## WHAT IS EXPECTED
Starting at the line that contains "Would you be so kind as to point out the brown", restate each line word for word through the final line of the data, keeping both ends.
— Start —
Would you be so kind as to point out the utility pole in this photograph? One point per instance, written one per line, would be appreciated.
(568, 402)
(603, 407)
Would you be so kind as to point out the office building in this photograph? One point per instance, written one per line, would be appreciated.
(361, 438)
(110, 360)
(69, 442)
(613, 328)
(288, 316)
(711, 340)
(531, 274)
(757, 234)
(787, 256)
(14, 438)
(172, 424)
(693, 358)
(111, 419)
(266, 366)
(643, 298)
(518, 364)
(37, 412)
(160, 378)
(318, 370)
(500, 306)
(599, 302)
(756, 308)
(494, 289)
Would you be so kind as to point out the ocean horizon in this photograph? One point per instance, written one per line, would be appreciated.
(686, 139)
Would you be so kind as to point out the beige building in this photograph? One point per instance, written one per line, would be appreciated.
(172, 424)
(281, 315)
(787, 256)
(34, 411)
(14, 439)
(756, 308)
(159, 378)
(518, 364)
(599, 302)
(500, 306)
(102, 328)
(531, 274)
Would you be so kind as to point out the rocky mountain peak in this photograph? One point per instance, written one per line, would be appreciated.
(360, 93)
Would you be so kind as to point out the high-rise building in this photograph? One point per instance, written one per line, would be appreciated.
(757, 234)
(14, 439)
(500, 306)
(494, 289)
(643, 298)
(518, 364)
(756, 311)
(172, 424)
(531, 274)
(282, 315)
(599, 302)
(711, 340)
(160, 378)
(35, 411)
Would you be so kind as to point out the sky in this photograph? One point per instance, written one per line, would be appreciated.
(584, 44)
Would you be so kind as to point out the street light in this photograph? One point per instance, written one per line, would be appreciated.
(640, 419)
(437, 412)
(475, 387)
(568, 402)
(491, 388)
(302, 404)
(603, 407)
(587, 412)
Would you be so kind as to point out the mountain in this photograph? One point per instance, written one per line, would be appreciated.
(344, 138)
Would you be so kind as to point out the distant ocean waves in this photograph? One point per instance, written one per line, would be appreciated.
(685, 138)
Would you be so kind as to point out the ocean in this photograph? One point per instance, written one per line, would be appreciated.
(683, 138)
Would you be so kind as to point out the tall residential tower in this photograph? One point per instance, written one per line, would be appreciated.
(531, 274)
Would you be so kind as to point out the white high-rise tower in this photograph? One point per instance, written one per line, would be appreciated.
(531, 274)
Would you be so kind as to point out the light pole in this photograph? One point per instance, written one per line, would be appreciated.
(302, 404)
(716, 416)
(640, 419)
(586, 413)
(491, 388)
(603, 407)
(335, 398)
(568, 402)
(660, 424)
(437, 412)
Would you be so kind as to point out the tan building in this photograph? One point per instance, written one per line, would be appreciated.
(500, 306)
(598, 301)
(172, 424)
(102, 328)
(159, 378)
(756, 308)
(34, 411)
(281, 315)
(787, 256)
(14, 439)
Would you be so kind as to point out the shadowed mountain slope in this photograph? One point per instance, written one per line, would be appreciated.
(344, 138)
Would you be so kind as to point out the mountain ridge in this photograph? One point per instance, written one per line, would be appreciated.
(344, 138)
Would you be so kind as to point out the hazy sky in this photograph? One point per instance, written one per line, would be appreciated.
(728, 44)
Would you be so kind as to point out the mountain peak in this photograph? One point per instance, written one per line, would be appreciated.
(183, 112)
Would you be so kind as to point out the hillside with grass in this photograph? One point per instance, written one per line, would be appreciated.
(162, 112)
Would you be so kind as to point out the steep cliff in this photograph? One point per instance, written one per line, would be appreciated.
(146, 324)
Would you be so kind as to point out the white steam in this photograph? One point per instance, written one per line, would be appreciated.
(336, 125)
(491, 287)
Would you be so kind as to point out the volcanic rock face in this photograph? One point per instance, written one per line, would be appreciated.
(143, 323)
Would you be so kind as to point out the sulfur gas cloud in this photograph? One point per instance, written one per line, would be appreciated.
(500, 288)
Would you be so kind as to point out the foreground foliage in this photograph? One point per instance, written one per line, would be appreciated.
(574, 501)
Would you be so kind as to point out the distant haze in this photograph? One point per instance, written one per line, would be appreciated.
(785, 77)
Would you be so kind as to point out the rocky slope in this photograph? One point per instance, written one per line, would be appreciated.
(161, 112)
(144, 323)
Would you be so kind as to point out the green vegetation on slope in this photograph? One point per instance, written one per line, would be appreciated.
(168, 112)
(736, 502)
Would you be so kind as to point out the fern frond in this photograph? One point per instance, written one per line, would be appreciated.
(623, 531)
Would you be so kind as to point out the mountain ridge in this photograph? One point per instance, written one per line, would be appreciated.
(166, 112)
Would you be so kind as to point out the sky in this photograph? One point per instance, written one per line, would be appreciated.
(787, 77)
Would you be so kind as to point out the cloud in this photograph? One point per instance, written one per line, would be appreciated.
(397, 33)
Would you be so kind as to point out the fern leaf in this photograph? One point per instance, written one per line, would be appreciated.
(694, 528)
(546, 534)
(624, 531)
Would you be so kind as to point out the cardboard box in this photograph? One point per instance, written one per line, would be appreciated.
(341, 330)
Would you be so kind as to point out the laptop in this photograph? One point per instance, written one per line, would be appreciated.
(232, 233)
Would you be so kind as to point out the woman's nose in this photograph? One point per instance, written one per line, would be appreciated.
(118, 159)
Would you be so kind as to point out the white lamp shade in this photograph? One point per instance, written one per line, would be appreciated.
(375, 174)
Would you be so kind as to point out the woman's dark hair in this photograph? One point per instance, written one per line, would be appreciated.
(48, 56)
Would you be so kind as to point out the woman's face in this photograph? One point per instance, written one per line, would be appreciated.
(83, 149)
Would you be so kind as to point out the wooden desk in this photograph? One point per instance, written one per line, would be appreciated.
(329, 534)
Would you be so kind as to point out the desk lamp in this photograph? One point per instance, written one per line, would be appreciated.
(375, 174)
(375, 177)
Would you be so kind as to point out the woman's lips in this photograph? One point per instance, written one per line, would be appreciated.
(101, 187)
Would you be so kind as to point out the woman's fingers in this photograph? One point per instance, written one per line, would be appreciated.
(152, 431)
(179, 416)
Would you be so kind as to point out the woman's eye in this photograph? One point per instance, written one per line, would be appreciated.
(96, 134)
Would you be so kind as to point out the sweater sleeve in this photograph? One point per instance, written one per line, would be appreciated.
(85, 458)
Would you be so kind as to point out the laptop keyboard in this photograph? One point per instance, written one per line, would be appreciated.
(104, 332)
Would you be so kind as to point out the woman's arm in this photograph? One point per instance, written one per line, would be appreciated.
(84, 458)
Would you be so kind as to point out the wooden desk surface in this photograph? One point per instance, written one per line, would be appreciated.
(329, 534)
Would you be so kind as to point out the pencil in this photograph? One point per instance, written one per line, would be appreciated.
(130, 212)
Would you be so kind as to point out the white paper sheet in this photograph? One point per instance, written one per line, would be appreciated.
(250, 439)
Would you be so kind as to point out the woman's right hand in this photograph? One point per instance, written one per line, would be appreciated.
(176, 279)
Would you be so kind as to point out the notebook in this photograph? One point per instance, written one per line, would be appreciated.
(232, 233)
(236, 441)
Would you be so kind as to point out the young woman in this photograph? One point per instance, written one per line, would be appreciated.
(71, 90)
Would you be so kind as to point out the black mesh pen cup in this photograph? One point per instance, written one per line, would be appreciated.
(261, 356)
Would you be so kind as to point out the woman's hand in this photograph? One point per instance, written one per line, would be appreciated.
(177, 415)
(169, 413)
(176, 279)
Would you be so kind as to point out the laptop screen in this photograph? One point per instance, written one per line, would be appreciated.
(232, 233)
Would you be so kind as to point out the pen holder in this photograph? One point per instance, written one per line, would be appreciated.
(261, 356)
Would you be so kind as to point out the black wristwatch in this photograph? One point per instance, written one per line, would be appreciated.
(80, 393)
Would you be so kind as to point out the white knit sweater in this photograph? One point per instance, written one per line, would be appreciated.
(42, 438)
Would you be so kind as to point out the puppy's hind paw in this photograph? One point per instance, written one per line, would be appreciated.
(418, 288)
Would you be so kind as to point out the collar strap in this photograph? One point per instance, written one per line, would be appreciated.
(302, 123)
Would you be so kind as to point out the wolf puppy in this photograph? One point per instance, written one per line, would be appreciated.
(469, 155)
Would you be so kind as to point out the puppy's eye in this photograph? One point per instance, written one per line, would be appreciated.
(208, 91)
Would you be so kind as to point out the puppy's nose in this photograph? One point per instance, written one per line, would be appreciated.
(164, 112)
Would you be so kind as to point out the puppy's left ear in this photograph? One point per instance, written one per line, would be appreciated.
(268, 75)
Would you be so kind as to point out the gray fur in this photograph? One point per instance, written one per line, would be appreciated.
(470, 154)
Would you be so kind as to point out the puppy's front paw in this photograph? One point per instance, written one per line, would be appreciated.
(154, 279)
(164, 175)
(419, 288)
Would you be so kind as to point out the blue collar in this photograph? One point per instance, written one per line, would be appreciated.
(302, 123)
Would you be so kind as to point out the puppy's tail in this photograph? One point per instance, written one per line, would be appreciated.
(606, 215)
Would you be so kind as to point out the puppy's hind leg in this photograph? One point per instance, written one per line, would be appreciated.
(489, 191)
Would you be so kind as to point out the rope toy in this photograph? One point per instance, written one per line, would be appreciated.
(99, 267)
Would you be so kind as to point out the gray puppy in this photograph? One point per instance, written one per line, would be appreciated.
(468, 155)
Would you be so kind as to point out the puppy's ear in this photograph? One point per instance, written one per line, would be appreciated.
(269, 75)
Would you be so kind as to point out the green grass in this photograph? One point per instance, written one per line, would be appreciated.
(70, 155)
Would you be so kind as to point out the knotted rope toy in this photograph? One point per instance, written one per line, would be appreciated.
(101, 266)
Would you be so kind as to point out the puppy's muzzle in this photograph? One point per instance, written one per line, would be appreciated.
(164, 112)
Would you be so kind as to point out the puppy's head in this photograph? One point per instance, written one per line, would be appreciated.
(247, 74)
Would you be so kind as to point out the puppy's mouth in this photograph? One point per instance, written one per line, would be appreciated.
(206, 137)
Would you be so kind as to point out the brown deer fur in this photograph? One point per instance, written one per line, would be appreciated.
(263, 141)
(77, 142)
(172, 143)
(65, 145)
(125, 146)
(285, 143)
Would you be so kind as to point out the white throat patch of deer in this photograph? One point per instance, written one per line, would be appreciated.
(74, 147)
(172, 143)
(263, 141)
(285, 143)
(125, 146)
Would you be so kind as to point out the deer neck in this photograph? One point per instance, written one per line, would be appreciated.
— End —
## RESPONSE TO THIS EXERCISE
Would you be so kind as to point out the brown deer fur in this photograph? One point per instance, written one per line, would be appreciated.
(263, 141)
(77, 142)
(172, 143)
(65, 145)
(125, 146)
(285, 143)
Would you be so kind as to point out the white throat patch of deer in this photograph? One point per instance, written one per line, would be appreciated.
(74, 147)
(172, 143)
(263, 141)
(285, 143)
(125, 146)
Would you be so kind as to point out the deer neck in this photograph? One point per instance, written one per line, would be appreciated.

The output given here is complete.